----- Data for this exercise

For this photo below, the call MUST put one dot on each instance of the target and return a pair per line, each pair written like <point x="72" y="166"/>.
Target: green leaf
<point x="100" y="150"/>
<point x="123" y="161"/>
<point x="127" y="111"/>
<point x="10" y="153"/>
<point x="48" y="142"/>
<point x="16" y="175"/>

----------

> Problem
Your task is to transcribe the material exactly.

> Task output
For this photo below, the call MUST put one dot on each instance of the target and return a pair per line, each pair written like <point x="72" y="166"/>.
Target: green leaf
<point x="100" y="150"/>
<point x="123" y="161"/>
<point x="127" y="111"/>
<point x="10" y="153"/>
<point x="48" y="142"/>
<point x="16" y="175"/>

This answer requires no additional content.